What you give back should match the records word for word.
** Opening DATA PROVIDED block **
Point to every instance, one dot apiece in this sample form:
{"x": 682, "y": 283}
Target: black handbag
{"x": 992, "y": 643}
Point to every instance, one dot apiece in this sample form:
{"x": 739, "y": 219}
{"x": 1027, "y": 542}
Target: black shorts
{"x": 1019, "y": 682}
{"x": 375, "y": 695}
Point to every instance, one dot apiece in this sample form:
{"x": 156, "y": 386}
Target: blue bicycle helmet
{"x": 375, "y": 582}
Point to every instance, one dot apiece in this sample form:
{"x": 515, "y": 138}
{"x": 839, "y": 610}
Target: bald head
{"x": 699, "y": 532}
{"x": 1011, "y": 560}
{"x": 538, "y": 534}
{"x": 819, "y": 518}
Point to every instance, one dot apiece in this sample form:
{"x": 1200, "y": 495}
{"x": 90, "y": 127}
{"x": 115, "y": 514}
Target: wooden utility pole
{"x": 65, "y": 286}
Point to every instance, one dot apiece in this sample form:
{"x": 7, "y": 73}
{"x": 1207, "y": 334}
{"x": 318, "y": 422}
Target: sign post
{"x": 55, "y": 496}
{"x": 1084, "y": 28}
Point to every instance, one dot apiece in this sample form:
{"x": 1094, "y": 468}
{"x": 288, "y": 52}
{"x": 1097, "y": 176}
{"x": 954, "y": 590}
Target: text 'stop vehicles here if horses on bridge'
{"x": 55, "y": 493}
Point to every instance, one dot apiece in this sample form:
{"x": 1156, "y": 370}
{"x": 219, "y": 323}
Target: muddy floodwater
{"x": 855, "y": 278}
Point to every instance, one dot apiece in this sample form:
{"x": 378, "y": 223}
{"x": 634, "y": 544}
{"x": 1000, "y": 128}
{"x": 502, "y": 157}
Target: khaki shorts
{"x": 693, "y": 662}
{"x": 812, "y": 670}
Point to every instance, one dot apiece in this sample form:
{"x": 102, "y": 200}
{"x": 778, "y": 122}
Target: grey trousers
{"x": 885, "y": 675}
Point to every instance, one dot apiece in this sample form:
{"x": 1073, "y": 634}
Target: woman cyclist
** Closing DATA PROVIDED block **
EXERCISE RESULT →
Point to every instance, one dot apiece in this sample form:
{"x": 682, "y": 283}
Target: black handbag
{"x": 992, "y": 643}
Point to every instance, one dot apiece in this sample form:
{"x": 739, "y": 219}
{"x": 1027, "y": 542}
Target: black shorts
{"x": 1019, "y": 682}
{"x": 375, "y": 695}
Point to every instance, one dot apiece in this sample form:
{"x": 156, "y": 386}
Target: blue bicycle helmet
{"x": 375, "y": 582}
Point to every instance, one dot apiece in this sample form:
{"x": 515, "y": 138}
{"x": 839, "y": 610}
Target: bald head
{"x": 699, "y": 532}
{"x": 1011, "y": 560}
{"x": 538, "y": 534}
{"x": 819, "y": 518}
Point to every instance, one dot apiece in this sample form:
{"x": 1200, "y": 495}
{"x": 90, "y": 127}
{"x": 115, "y": 514}
Target: wooden utility pole
{"x": 65, "y": 286}
Point to every instance, one dot apiece in this sample form:
{"x": 7, "y": 73}
{"x": 1207, "y": 334}
{"x": 318, "y": 422}
Target: sign post
{"x": 55, "y": 496}
{"x": 1084, "y": 28}
Point to every instance, one dot apiece in this sample form:
{"x": 1094, "y": 468}
{"x": 288, "y": 52}
{"x": 1097, "y": 176}
{"x": 954, "y": 590}
Target: text 'stop vehicles here if horses on bridge'
{"x": 55, "y": 493}
Point to every instance, one dot apiece in this sample form:
{"x": 1156, "y": 370}
{"x": 219, "y": 323}
Target: muddy floodwater
{"x": 855, "y": 278}
Point to every instance, one dot apiece in this sample form:
{"x": 378, "y": 223}
{"x": 634, "y": 544}
{"x": 1000, "y": 128}
{"x": 502, "y": 157}
Target: khaki shorts
{"x": 693, "y": 662}
{"x": 812, "y": 670}
Point to every instance, one dot apiece in this sample form:
{"x": 102, "y": 200}
{"x": 778, "y": 122}
Target: grey trousers
{"x": 885, "y": 675}
Point to every instance, one dot apiece in this sample form:
{"x": 1073, "y": 634}
Target: woman cyclist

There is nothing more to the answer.